**Text section**

....

# No Sound on Media



## elan_forum (Sep 19, 2004)

I just cleared my hard drive and I got media players up and running but there's no sound. I have a windows 98 comp, and quicktime is one of the media players with no sound. They do show the video though, just without sound so what can i do?


----------



## 4W4K3 (Sep 19, 2004)

elan_forum said:
			
		

> I just cleared my hard drive and I got media players up and running but there's no sound. I have a windows 98 comp, and quicktime is one of the media players with no sound. They do show the video though, just without sound so what can i do?



make sure your sound card is recognized, your onboard sound (if present) is disabled) and that you are using the latest/correct drivers for your souund card.


----------



## kof2000 (Sep 20, 2004)

and make sure your speakers are plugged into ur computer. make sure you didnt mute ur sounds.


----------



## Praetor (Sep 22, 2004)

> I just cleared my hard drive and I got media players up and running but there's no sound. I have a windows 98 comp, and quicktime is one of the media players with no sound. They do show the video though, just without sound so what can I do?

....

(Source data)
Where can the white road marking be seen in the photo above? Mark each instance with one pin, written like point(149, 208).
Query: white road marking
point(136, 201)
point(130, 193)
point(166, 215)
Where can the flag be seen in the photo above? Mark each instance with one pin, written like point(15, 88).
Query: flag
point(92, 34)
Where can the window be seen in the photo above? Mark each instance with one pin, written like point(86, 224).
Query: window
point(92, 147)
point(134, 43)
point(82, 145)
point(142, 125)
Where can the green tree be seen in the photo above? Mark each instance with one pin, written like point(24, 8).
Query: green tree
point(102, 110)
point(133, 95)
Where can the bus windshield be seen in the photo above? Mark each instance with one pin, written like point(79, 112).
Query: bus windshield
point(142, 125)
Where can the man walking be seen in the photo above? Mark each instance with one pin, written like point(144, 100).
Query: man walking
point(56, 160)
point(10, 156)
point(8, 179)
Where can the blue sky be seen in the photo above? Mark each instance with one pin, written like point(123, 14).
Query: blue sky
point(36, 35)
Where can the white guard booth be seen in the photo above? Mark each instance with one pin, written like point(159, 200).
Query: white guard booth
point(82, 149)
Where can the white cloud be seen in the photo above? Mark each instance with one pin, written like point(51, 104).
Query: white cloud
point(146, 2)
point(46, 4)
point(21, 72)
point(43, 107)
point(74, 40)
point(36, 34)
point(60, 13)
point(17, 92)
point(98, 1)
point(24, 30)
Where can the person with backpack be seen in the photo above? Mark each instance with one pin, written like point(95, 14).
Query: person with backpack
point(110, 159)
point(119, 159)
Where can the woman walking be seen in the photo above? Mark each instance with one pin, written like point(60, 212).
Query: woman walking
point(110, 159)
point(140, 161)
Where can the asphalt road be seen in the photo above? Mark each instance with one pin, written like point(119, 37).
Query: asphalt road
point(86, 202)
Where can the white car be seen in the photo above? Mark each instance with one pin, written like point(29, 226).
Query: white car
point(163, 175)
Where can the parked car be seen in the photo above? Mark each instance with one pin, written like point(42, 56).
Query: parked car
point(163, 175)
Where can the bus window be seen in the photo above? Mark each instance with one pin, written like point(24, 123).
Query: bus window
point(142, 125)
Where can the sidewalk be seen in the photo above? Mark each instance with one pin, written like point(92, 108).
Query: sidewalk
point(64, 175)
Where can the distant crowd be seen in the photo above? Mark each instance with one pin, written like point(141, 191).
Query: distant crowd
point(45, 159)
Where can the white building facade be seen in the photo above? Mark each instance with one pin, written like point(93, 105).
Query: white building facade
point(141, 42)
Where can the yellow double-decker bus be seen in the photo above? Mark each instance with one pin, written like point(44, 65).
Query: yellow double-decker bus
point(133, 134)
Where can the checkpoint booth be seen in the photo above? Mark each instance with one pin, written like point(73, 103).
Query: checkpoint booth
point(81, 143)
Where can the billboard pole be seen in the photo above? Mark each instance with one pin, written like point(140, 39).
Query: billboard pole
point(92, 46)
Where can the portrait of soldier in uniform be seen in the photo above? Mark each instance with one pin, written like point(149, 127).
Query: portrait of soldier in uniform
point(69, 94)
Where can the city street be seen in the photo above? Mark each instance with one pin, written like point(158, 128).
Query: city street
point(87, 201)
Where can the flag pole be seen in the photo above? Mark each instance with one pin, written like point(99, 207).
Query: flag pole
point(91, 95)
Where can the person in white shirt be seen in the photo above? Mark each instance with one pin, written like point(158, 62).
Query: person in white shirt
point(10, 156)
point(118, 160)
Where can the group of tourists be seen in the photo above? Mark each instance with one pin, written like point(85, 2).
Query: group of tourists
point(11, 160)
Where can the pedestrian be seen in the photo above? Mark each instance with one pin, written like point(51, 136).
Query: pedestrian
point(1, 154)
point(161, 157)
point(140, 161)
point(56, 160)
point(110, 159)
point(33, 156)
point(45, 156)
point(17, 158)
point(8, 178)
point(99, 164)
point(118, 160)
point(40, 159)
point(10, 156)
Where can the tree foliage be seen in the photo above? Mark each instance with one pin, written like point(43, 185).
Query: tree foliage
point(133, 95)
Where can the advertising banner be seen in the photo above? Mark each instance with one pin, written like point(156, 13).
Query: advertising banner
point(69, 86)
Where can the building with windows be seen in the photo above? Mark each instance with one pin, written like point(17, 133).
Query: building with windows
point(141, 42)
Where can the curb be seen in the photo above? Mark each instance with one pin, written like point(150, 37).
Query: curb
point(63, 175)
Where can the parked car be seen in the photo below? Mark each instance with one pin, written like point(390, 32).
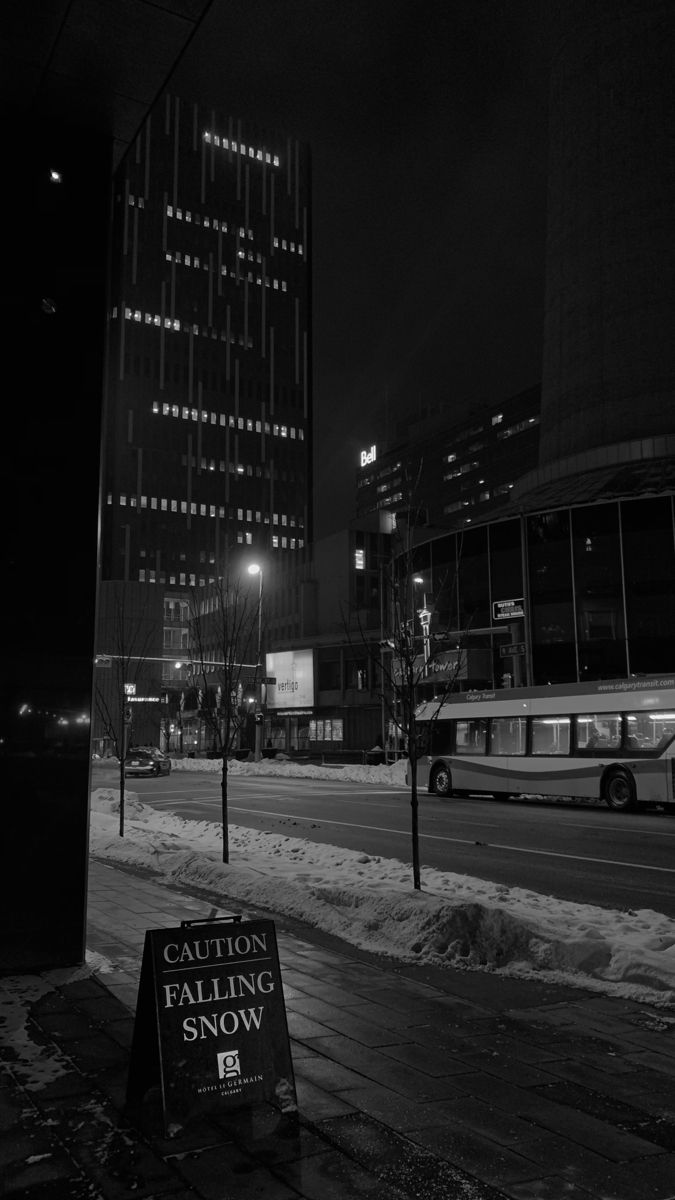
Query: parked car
point(147, 761)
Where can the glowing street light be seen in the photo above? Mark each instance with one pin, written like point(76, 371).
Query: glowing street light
point(256, 569)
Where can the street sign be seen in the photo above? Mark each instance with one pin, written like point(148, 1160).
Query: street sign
point(508, 610)
point(210, 1021)
point(514, 648)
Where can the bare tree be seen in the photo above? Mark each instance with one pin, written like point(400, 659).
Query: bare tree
point(127, 631)
point(225, 659)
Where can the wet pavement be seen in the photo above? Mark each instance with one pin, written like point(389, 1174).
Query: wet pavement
point(411, 1083)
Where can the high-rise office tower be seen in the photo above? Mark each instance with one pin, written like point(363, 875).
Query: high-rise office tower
point(208, 433)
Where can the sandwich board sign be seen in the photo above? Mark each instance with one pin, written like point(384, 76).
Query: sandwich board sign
point(210, 1021)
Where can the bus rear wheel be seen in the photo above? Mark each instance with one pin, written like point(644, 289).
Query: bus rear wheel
point(619, 791)
point(441, 781)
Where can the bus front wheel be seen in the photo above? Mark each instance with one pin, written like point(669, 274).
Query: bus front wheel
point(441, 781)
point(619, 791)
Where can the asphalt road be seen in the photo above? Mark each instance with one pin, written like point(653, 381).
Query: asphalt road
point(574, 852)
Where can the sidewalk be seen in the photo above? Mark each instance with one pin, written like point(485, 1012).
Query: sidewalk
point(411, 1084)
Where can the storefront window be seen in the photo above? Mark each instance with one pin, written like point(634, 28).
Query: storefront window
point(598, 593)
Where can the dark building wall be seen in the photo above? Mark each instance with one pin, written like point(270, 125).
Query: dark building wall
point(597, 583)
point(609, 353)
point(454, 472)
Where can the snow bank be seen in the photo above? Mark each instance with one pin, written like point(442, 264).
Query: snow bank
point(369, 901)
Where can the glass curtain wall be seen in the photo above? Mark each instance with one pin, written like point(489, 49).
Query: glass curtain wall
point(649, 568)
point(599, 589)
point(598, 592)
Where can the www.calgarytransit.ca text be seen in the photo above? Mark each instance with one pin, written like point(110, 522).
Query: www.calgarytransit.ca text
point(217, 988)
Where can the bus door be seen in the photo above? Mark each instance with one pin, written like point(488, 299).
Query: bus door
point(508, 747)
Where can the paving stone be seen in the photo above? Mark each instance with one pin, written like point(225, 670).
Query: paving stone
point(402, 1164)
point(332, 1176)
point(315, 1103)
point(395, 1111)
point(328, 1074)
point(477, 1156)
point(226, 1171)
point(374, 1065)
point(437, 1063)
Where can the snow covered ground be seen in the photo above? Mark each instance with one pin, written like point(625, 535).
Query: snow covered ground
point(370, 903)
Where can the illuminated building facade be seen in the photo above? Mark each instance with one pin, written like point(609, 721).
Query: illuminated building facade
point(209, 411)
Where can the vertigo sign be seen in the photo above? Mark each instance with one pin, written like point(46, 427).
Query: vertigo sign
point(210, 1021)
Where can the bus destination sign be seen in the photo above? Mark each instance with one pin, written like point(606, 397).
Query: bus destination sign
point(508, 610)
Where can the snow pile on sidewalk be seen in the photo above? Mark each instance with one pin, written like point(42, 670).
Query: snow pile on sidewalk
point(370, 903)
point(394, 773)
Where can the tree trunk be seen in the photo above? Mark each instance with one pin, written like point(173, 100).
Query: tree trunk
point(223, 809)
point(121, 792)
point(413, 804)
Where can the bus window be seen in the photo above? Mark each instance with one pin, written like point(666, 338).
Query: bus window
point(598, 731)
point(471, 737)
point(440, 737)
point(507, 735)
point(550, 735)
point(649, 731)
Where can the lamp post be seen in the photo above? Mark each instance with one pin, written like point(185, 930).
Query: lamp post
point(424, 621)
point(256, 569)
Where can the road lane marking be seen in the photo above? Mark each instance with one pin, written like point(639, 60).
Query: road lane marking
point(463, 841)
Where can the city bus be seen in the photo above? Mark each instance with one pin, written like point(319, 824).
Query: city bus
point(611, 741)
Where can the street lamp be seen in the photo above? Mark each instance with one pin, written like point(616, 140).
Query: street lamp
point(424, 621)
point(256, 569)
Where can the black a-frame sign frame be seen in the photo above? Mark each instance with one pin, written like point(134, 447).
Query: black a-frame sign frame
point(210, 1023)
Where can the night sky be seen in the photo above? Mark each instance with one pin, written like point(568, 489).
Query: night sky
point(428, 131)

....

**Exercise task**
Reproduce the entire forum thread about missing sound in media players above, character for character.

**Written reply**
# No Sound on Media



## elan_forum (Sep 19, 2004)

I just cleared my hard drive and I got media players up and running but there's no sound. I have a windows 98 comp, and quicktime is one of the media players with no sound. They do show the video though, just without sound so what can i do?


----------



## 4W4K3 (Sep 19, 2004)

elan_forum said:
			
		

> I just cleared my hard drive and I got media players up and running but there's no sound. I have a windows 98 comp, and quicktime is one of the media players with no sound. They do show the video though, just without sound so what can i do?



make sure your sound card is recognized, your onboard sound (if present) is disabled) and that you are using the latest/correct drivers for your souund card.


----------



## kof2000 (Sep 20, 2004)

and make sure your speakers are plugged into ur computer. make sure you didnt mute ur sounds.


----------



## Praetor (Sep 22, 2004)

> I just cleared my hard drive and I got media players up and running but there's no sound. I have a windows 98 comp, and quicktime is one of the media players with no sound. They do show the video though, just without sound so what can I do?